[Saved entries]
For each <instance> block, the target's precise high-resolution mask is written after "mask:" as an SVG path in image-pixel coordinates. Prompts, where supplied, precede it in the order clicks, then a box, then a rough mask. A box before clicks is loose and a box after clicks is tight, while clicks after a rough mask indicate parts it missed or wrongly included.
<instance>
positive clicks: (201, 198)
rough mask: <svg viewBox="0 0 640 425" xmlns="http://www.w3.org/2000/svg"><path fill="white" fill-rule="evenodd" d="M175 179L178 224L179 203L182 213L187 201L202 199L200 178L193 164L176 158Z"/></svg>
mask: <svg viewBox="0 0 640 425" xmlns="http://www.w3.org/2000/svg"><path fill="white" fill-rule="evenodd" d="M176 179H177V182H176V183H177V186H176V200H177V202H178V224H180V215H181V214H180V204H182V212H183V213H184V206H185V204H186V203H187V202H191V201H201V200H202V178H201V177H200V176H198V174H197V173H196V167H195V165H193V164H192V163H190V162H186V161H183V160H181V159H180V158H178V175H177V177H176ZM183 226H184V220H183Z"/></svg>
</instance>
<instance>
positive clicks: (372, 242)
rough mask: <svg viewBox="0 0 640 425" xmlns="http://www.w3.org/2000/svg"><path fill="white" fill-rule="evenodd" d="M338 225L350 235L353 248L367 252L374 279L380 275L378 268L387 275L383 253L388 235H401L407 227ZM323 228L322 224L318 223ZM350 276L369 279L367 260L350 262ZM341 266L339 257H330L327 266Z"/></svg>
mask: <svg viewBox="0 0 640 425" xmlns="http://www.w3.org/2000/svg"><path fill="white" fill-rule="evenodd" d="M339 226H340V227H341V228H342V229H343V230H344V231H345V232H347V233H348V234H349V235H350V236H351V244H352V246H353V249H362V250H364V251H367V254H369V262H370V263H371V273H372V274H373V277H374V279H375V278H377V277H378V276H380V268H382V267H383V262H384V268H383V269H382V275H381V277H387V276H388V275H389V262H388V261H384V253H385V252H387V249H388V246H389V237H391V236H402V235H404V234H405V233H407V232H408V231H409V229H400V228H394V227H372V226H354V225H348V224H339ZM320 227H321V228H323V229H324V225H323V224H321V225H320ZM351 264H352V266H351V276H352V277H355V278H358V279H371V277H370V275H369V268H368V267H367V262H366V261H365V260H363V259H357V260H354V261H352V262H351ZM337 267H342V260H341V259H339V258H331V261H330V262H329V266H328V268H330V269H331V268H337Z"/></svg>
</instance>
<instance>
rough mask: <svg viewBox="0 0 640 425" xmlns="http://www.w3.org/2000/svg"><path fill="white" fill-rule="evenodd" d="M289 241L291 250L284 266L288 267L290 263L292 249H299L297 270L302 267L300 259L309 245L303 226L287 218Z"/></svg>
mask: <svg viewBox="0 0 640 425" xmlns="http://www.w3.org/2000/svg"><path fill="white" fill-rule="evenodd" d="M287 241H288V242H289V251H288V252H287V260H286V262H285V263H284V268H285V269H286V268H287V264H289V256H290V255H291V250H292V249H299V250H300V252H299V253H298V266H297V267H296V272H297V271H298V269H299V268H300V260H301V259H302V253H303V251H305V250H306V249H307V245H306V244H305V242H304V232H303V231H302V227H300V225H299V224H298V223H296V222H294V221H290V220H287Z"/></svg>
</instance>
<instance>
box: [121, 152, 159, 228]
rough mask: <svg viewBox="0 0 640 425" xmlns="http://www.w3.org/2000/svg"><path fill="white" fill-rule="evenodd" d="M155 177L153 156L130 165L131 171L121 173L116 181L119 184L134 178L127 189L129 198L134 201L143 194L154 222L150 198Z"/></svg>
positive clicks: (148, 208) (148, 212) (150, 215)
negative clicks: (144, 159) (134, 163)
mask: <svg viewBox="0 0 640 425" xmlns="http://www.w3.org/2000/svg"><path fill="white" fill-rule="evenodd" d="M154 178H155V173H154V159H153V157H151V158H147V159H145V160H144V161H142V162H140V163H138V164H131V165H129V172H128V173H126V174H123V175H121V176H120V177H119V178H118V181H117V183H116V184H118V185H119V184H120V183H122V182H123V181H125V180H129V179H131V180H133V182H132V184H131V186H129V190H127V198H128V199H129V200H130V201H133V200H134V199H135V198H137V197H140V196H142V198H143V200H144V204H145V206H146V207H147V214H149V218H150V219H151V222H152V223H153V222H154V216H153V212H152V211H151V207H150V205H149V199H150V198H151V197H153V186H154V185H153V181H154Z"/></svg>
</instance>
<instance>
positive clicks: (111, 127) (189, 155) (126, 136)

TASK GOAL: Repeat the records word for word.

RESULT OF THE TASK:
For each <instance> block, the target's precise high-resolution mask is written after "mask:" as an SVG path in image-pixel coordinates. Prompts, where supplied, precede it in the order clicks, then a box, then a rough mask. A box before clicks is loose and a box after clicks is tight, while clicks after a rough mask indicate parts it missed or wrongly included.
<instance>
positive clicks: (201, 198)
rough mask: <svg viewBox="0 0 640 425" xmlns="http://www.w3.org/2000/svg"><path fill="white" fill-rule="evenodd" d="M175 179L178 224L179 203L182 213L187 201L202 199L200 178L193 164L176 158Z"/></svg>
mask: <svg viewBox="0 0 640 425" xmlns="http://www.w3.org/2000/svg"><path fill="white" fill-rule="evenodd" d="M176 179H177V182H176V183H177V186H176V200H177V202H178V224H180V215H181V214H180V204H182V212H183V213H184V206H185V204H186V203H187V202H191V201H201V200H202V178H201V177H200V176H198V174H197V173H196V167H195V165H193V164H192V163H190V162H186V161H183V160H181V159H180V158H178V175H177V177H176ZM183 226H184V220H183Z"/></svg>
</instance>
<instance>
positive clicks: (372, 242)
rough mask: <svg viewBox="0 0 640 425" xmlns="http://www.w3.org/2000/svg"><path fill="white" fill-rule="evenodd" d="M338 225L350 235L353 248L367 252L374 279L380 275L378 268L387 275L383 253L388 235H401L407 227ZM323 228L322 224L318 223ZM350 276L369 279L367 260L350 262ZM341 266L339 257H330L327 266Z"/></svg>
mask: <svg viewBox="0 0 640 425" xmlns="http://www.w3.org/2000/svg"><path fill="white" fill-rule="evenodd" d="M339 226H340V227H341V228H342V229H343V230H344V231H345V232H347V233H348V234H349V235H350V236H351V244H352V246H353V249H362V250H364V251H367V254H369V262H370V263H371V273H372V274H373V277H374V279H375V278H377V277H378V276H380V268H382V267H383V262H384V268H383V269H382V275H381V277H387V276H388V275H389V262H388V261H384V253H385V252H387V249H388V246H389V237H391V236H402V235H404V234H405V233H407V232H408V231H409V229H400V228H394V227H372V226H354V225H348V224H339ZM320 227H321V228H323V229H324V225H323V224H321V225H320ZM351 264H352V266H351V276H352V277H355V278H358V279H371V277H370V275H369V268H368V267H367V262H366V261H365V260H363V259H357V260H354V261H352V262H351ZM337 267H342V260H341V259H339V258H331V261H330V262H329V266H328V268H330V269H331V268H337Z"/></svg>
</instance>
<instance>
rough mask: <svg viewBox="0 0 640 425" xmlns="http://www.w3.org/2000/svg"><path fill="white" fill-rule="evenodd" d="M289 241L291 250L284 266L288 267L290 263L292 249H299L297 270L302 267L300 259L309 245L303 226L287 218Z"/></svg>
mask: <svg viewBox="0 0 640 425" xmlns="http://www.w3.org/2000/svg"><path fill="white" fill-rule="evenodd" d="M287 241H288V242H289V251H288V252H287V260H286V262H285V263H284V268H285V269H286V268H287V264H289V256H290V255H291V250H292V249H299V250H300V252H299V253H298V266H297V267H296V272H297V271H298V269H299V268H300V260H301V259H302V253H303V251H305V250H306V249H307V245H306V244H305V242H304V232H303V231H302V227H300V225H299V224H298V223H296V222H294V221H290V220H287Z"/></svg>
</instance>
<instance>
box: [121, 152, 159, 228]
rough mask: <svg viewBox="0 0 640 425" xmlns="http://www.w3.org/2000/svg"><path fill="white" fill-rule="evenodd" d="M155 177L153 156L130 165L131 171L121 173L116 181L119 184L134 178L127 189L129 198L134 201L143 194L154 222L150 198Z"/></svg>
positive clicks: (148, 208) (148, 212) (150, 215)
negative clicks: (144, 159) (134, 163)
mask: <svg viewBox="0 0 640 425" xmlns="http://www.w3.org/2000/svg"><path fill="white" fill-rule="evenodd" d="M154 178H155V173H154V159H153V157H151V158H147V159H145V160H144V161H142V162H140V163H138V164H131V165H129V172H128V173H126V174H123V175H121V176H120V177H119V178H118V181H117V183H116V184H118V185H119V184H120V183H122V182H123V181H125V180H129V179H131V180H133V182H132V184H131V186H129V190H127V198H128V199H129V200H130V201H133V200H134V199H135V198H137V197H140V196H142V198H143V200H144V204H145V206H146V207H147V214H149V218H150V219H151V222H152V223H153V222H154V216H153V212H152V211H151V207H150V205H149V199H150V198H151V197H153V186H154V185H153V181H154Z"/></svg>
</instance>
<instance>
positive clicks: (111, 127) (189, 155) (126, 136)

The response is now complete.